> [Exercise requirements]
A - Do the following statements agree with the machinery-rating debate excerpt? For each, answer yes or no and quote the words from the excerpt that decide it. (i) The speaker says the town of Derby is mainly dominated by the Labour party. (ii) A Royal Commission called the position on rating unfair as long ago as 1901. (iii) The last Departmental Committee reached a different conclusion from the Royal Commission.
B - Print the passage of the machinery-rating debate excerpt starting with "Therefore, I hope" and going on through "(Sir Kingsley Wood)".

The hon. Member for West Middlesbrough (Mr. T. Thomson) gave his own town as an instance, and if you take the town of Derby and many other towns that have spent thousands of pounds in recent years in having their boroughs reassessed, to transfer this burden from one form of property to another must of necessity mean that the small property owners must pay a higher rate and, therefore, a higher rent, and to that extent the purchasing power of the working class is again going to be diminished, and they will not in consequence be able to purchase the quantity of goods which they are at present capable of purchasing. For that reason, I hope that the Clause now before the House will be rejected, because we have found, after the various discussions which have taken place on this question, that in many of the boroughs, instead of the theory that the industrialists pay a larger proportion of the rates being borne out, it has now been ascertained that the small cottage property and the resident population pay infinitely more than the industrialists.

Therefore, I hope that not only our side of the House, but the other side too, will vote against the Clause, because many of the towns where rating of machinery has taken place have not been boroughs that have been dominated by Labour. The town of Derby is in the main dominated by Members of the party opposite, but they have rated machinery because they have been convinced that it is a fairer proposition, and it is not only the Labour party that is pushing this question. Parties who have looked at the question of rating fairly and at the interests of the country as distinct from a sectional point of view have come to the conclusion that machinery as an improvement has as much right to bear its quota of rates as any-other form of improvement.

The PARLIAMENTARY SECRETARY to the MINISTRY of HEALTH (Sir Kingsley Wood)

I want, if I may, as we are now reaching the conclusion of our discussion, to say a few words upon one or two matters that have been mentioned in the course of the Debate, and to state my own personal views on this question. The first observation I wish to make—and I hope I shall get the assent of most Members of the House to it—is that the present condition obviously cannot remain as it is. I know of nothing at the present time, if you will examine the various positions which have been taken up by different rating authorities up and down the country, some doing one thing and some another, that is so intolerable and unjust for the manufacturers of this country as this question of the rating of machinery. It was as long ago as 1901 that a Royal Commission stated that the present position, owing to the divergence in practice, was most unfair and quite impossible, and when the last Departmental Committee examined into the situation they came to exactly the same conclusion as the Royal Commission had done many years before.

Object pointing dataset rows
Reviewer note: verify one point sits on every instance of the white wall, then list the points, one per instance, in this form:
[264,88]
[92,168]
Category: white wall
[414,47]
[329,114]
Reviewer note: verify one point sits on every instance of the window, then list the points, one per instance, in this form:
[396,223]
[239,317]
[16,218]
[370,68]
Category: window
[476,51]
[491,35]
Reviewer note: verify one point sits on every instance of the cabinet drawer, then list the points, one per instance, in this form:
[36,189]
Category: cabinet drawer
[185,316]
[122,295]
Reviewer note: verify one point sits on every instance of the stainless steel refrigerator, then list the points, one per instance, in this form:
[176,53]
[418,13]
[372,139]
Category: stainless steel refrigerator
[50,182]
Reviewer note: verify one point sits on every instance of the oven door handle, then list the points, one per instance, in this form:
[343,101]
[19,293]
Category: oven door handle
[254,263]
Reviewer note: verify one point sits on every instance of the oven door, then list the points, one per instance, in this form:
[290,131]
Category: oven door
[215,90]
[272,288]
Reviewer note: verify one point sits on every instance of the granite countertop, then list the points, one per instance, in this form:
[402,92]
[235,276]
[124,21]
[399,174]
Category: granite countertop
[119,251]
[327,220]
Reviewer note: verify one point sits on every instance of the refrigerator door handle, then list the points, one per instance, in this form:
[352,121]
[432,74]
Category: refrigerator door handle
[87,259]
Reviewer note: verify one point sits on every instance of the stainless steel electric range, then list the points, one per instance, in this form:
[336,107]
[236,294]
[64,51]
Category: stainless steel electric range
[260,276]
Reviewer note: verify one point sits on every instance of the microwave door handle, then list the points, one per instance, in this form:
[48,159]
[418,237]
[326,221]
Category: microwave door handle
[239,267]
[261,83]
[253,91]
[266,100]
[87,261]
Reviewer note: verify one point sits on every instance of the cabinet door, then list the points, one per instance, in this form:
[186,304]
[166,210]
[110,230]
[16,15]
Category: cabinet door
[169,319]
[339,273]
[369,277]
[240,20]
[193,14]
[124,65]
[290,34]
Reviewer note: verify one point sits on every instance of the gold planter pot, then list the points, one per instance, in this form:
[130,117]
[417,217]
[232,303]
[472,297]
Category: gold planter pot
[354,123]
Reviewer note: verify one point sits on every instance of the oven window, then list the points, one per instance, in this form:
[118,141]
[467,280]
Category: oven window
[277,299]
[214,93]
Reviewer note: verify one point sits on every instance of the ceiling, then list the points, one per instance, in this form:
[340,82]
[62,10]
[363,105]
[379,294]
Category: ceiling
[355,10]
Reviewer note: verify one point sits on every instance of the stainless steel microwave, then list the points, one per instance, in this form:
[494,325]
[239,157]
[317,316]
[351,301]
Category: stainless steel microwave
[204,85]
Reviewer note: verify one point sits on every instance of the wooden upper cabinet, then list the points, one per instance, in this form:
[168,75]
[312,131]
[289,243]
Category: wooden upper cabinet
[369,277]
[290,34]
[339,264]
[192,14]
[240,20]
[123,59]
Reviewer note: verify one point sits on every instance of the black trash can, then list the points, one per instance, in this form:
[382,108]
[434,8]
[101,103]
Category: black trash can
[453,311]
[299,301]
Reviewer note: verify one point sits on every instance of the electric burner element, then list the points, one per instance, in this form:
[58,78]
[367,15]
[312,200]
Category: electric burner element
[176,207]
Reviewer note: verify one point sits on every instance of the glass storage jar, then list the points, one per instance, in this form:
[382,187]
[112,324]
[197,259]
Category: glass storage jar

==

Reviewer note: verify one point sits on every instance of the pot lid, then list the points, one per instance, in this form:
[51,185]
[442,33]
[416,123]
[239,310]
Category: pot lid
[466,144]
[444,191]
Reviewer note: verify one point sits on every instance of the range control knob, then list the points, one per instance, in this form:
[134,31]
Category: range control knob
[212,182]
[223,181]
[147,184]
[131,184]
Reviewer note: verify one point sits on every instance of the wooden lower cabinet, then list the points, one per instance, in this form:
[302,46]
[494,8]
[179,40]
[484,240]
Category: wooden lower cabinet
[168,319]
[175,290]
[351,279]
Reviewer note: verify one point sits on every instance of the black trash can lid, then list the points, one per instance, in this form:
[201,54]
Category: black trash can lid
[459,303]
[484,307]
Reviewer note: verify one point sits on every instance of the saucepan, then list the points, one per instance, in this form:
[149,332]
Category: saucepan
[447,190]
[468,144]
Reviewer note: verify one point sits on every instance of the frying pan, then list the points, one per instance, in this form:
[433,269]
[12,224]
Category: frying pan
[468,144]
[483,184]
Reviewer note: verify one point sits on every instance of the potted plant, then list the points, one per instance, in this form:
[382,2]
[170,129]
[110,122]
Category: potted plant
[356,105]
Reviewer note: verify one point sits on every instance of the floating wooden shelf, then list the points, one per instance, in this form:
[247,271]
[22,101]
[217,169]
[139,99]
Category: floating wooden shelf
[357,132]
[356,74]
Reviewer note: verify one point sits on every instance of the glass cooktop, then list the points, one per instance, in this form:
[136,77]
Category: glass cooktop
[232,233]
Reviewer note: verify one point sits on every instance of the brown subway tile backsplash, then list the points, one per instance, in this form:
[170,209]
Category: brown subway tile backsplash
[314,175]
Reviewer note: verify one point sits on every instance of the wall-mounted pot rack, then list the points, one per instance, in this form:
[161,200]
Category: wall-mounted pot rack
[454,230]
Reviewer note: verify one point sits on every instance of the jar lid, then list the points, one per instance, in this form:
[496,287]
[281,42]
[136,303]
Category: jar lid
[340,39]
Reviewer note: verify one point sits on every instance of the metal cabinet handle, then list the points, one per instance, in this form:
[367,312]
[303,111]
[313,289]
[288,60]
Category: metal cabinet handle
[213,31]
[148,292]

> [Solutions by task]
A -
(i) No: "The town of Derby is in the main dominated by Members of the party opposite"
(ii) Yes: "It was as long ago as 1901 that a Royal Commission stated that the present position, owing to the divergence in practice, was most unfair and quite impossible"
(iii) No: "they came to exactly the same conclusion as the Royal Commission had done many years before"

B -
Therefore, I hope that not only our side of the House, but the other side too, will vote against the Clause, because many of the towns where rating of machinery has taken place have not been boroughs that have been dominated by Labour. The town of Derby is in the main dominated by Members of the party opposite, but they have rated machinery because they have been convinced that it is a fairer proposition, and it is not only the Labour party that is pushing this question. Parties who have looked at the question of rating fairly and at the interests of the country as distinct from a sectional point of view have come to the conclusion that machinery as an improvement has as much right to bear its quota of rates as any-other form of improvement.

The PARLIAMENTARY SECRETARY to the MINISTRY of HEALTH (Sir Kingsley Wood)